George Jay Gould I, an American financier, died in the French Riviera on May 16, 1923, after he developed a fever immediately following his visit to the tomb and died a few months later from pneumonia.

Prince Ali Kamel Fahmy Bey of Egypt died on July 10, 1923, when he was shot dead by his wife Marguerite Alibert.

Colonel The Hon. Aubrey Herbert, who was Carnarvon’s half-brother, became blind and a doctor thought his rotting teeth caused the loss of sight. Herbert had every tooth pulled and he died on September 26, 1923, from the surgery five months after his brother’s death. Though he didn’t enter the tomb, many believe his death was part of the pharaoh’s curse.

Sir Archibald Douglas-Reid, a radiologist who x-rayed King Tut’s mummy, got sick the next day after entering the tomb and died on January 15, 1924, from a mysterious illness.

Hugh Evelyn-White, a British Egyptologist who was one of the first to visit Tutankhamun’s tomb to excavate the site near Luxor, Egypt, hung himself in 1924 and left a note reportedly written in his own blood that read: “I have succumbed to a curse which forces me to disappear.”

Sir Lee Stack, Governor-General of Sudan, was assassinated while driving through Cairo on November 19, 1924.

A. C. Mace, a member of the excavation team, died in 1928 from arsenic poisoning.

The Hon. Mervyn Herbert, Carnarvon’s half-brother and Aubrey Herbert’s full-brother, died on May 26, 1929, from malarial pneumonia.

Point-per-instance localization data:
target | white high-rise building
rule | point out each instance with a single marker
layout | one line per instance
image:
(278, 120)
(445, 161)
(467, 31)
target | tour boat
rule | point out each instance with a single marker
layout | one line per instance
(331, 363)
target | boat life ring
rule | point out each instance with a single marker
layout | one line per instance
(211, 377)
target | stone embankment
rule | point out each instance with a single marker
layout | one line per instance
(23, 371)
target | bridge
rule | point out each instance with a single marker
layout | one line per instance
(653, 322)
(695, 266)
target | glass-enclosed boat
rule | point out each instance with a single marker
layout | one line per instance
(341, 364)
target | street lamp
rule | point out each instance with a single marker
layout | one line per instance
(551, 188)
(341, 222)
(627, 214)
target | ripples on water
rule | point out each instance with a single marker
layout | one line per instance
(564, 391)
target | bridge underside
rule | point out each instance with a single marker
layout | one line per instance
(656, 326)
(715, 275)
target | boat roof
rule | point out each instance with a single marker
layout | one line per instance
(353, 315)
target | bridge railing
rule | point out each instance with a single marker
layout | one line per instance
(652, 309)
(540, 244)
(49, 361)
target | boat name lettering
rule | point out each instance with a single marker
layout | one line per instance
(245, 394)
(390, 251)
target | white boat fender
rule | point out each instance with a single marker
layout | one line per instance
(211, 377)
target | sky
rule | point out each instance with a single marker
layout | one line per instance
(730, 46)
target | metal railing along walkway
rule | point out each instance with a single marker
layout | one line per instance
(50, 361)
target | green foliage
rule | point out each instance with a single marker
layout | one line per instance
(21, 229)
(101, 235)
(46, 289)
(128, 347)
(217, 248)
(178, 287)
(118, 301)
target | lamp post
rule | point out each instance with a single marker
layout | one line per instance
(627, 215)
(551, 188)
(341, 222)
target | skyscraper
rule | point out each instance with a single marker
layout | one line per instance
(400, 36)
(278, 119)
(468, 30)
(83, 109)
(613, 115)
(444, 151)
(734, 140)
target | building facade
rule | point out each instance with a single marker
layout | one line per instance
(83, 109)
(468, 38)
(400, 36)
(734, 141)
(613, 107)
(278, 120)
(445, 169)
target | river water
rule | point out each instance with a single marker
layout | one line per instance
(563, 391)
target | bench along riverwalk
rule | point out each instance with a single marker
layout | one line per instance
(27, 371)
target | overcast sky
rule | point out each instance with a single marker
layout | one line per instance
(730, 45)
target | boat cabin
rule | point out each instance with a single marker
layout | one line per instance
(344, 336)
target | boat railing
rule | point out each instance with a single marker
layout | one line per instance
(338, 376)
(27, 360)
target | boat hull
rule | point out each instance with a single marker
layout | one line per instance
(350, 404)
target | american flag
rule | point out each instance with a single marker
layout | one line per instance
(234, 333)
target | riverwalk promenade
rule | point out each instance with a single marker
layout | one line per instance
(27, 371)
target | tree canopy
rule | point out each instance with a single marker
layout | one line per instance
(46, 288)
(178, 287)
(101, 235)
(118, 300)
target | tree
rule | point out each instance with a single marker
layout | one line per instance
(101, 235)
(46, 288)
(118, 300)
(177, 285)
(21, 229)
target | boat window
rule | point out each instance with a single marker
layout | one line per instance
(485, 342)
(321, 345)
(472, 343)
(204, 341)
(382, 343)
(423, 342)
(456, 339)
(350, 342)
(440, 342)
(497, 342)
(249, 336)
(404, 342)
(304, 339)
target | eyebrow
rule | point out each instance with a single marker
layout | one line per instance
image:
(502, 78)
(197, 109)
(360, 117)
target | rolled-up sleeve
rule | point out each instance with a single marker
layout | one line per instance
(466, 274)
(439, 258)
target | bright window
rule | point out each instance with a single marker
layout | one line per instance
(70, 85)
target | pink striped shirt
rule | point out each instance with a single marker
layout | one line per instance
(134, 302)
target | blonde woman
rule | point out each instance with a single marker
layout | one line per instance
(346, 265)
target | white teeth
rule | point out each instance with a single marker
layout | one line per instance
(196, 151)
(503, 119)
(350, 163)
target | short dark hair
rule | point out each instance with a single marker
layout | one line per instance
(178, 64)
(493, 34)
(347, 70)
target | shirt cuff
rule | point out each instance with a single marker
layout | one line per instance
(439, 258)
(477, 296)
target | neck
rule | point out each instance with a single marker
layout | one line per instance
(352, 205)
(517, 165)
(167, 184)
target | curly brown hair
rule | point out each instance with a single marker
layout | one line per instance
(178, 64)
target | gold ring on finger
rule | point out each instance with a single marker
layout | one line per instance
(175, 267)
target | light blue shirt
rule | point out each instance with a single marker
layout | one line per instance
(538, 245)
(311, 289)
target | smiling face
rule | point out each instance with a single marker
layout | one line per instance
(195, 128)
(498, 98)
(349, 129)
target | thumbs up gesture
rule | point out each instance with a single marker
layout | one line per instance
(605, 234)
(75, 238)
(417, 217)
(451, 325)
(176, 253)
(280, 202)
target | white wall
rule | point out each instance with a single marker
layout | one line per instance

§ TASKS FOR THIS EXERCISE
A. According to the death list, which people died in 1923? Give their names.
B. Set down the stretch of the death list from "George Jay Gould" through "later from pneumonia.".

§ ANSWERS BY ITEM
A.
George Jay Gould I
Prince Ali Kamel Fahmy Bey
Colonel The Hon. Aubrey Herbert

B.
George Jay Gould I, an American financier, died in the French Riviera on May 16, 1923, after he developed a fever immediately following his visit to the tomb and died a few months later from pneumonia.